--- SUPPLIED RECORDS ---

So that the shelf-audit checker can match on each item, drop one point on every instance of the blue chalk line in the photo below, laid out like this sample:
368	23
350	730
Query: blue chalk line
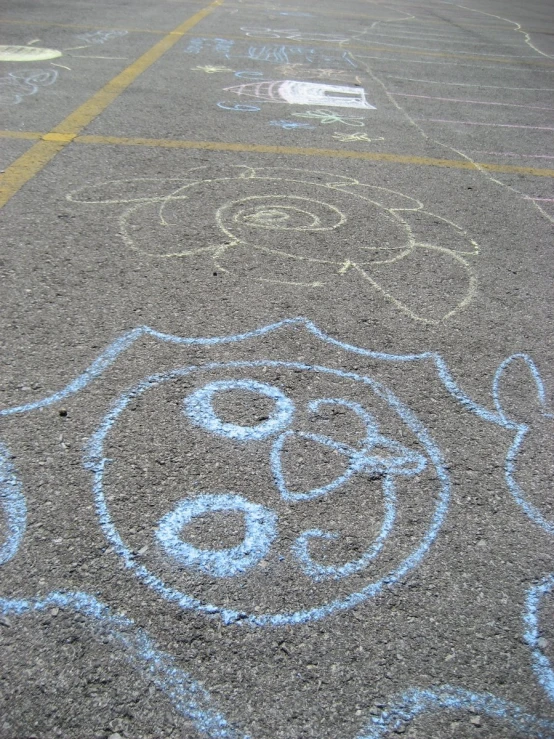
416	702
13	503
187	695
542	666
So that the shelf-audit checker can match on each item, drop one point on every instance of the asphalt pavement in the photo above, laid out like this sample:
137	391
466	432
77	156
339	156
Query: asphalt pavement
276	369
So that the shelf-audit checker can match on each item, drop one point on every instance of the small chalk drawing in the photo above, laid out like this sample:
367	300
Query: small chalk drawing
268	204
14	86
272	53
325	117
288	125
304	93
347	138
27	53
376	454
293	34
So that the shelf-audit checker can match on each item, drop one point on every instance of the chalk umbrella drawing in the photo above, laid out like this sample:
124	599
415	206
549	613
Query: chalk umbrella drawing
300	227
304	93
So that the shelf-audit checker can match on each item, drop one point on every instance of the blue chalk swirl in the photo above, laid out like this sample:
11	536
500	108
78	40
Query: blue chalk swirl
541	664
199	409
261	531
13	503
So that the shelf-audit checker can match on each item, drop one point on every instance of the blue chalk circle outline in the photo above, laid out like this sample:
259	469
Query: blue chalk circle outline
13	503
96	461
198	407
261	531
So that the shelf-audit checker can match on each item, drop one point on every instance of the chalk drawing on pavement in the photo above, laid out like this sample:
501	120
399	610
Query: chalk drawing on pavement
15	86
326	117
27	53
189	698
248	236
374	466
272	53
304	93
14	507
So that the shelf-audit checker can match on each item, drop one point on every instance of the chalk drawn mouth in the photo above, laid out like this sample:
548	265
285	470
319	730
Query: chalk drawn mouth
99	463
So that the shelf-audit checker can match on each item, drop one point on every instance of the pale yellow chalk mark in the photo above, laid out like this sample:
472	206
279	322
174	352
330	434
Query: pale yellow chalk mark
283	213
33	161
26	53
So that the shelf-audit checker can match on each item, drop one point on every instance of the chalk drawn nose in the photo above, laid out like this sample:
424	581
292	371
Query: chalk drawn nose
261	531
200	411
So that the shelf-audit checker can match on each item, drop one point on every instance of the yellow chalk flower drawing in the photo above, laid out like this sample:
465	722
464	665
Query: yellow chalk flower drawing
347	137
299	227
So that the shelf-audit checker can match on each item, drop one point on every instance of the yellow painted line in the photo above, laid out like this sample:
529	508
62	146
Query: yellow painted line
312	152
44	24
20	135
32	162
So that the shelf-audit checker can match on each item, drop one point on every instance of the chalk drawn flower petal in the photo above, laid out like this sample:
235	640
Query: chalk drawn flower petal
127	191
26	53
12	501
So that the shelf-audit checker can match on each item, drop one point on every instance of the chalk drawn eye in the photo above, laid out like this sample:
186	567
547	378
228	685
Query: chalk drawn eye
261	531
199	408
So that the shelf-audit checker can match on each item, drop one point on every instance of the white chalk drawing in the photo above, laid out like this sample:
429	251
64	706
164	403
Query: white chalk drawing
100	37
376	455
288	125
351	137
211	69
304	93
26	53
15	86
251	232
326	117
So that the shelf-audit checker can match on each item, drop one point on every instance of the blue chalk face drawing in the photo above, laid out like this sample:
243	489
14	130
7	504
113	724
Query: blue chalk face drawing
258	537
271	418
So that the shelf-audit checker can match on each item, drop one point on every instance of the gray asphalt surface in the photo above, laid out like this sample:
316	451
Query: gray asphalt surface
314	497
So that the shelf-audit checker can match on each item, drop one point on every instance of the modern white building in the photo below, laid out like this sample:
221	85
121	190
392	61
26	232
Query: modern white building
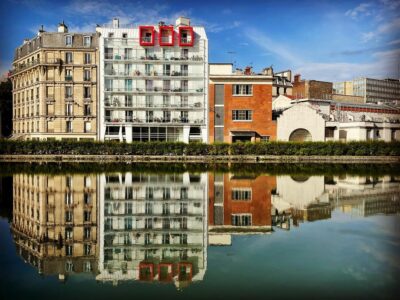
153	227
153	82
327	120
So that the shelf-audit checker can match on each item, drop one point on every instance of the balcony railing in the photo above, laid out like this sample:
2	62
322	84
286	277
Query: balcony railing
110	56
24	66
154	90
161	120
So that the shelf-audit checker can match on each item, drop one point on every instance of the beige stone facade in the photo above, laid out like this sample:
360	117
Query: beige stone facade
55	222
54	80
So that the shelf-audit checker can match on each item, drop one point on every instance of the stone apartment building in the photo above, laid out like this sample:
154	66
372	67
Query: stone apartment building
54	223
54	80
240	105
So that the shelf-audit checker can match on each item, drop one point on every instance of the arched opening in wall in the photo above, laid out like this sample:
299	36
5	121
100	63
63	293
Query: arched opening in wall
342	135
300	135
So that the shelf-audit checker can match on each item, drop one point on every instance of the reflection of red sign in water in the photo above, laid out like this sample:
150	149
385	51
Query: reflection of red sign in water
185	271
165	271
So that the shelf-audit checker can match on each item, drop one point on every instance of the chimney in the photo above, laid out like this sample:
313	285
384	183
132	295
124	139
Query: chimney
247	70
62	28
182	21
115	23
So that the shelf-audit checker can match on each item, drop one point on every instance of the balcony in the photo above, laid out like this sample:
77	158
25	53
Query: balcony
24	66
186	36
146	35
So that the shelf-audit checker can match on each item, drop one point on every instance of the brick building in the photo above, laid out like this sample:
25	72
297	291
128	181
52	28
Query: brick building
240	105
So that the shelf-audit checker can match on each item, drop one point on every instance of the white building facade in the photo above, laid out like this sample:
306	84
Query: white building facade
325	120
153	83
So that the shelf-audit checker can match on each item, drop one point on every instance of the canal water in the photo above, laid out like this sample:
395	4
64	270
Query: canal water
216	234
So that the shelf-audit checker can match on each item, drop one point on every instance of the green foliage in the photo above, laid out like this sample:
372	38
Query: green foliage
370	148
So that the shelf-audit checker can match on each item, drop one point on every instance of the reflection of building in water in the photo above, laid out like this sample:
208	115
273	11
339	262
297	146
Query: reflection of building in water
302	196
55	222
365	196
154	227
238	205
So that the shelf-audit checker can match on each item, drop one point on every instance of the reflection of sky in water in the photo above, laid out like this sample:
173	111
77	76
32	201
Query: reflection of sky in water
346	255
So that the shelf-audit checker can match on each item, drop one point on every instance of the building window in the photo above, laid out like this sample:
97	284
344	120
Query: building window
242	115
68	57
128	223
69	232
68	92
69	216
69	109
68	126
86	216
86	41
88	127
86	75
241	220
68	198
87	249
86	232
241	194
68	40
69	266
87	267
148	208
87	198
87	110
264	138
87	58
242	89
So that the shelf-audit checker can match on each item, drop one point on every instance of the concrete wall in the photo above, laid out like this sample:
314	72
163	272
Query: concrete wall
300	116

---

§ **THE EXERCISE**
Return the lines above, from the one containing "of the canal" to the end, exactly as they stand.

§ **RESULT FOR THIS TASK**
So that the shelf-audit checker can match on each item, drop one point on every instance of the canal water in the photo above, laid out like this sample:
395	4
64	270
Query: canal water
216	234
So that the shelf-audit checker can match on each item, drop one point on every instance of the green foliage in the photo above, laid out like this sample:
372	38
Query: green foliage
370	148
So that the shelf-audit checker can match on each item, drop one point on every instance of the reflection of building in water in the photo above, laid out like this sample:
208	115
273	11
339	262
297	146
Query: reflection of building in water
302	196
55	222
365	196
154	227
238	205
So that the shelf-audit checker can match on each item, drop one point on every instance of the reflection of sky in water in the photo above, laid out like this sample:
173	111
77	76
32	201
Query: reflection of sky in water
346	255
So that the shelf-audit checker can match on each item, drop one point on every instance of the building window in the photo above, laid out like this sample:
97	284
344	120
Query: building window
242	115
68	57
128	223
69	232
68	92
69	216
69	109
68	126
86	216
86	41
88	127
86	75
241	220
68	198
87	249
86	232
241	194
68	40
69	266
87	267
148	208
87	198
87	110
264	138
87	58
242	89
So that the shelf-audit checker can match on each item, drop one point on every instance of the concrete wall in the photo above, laid out like this sample:
314	72
163	272
Query: concrete wall
300	116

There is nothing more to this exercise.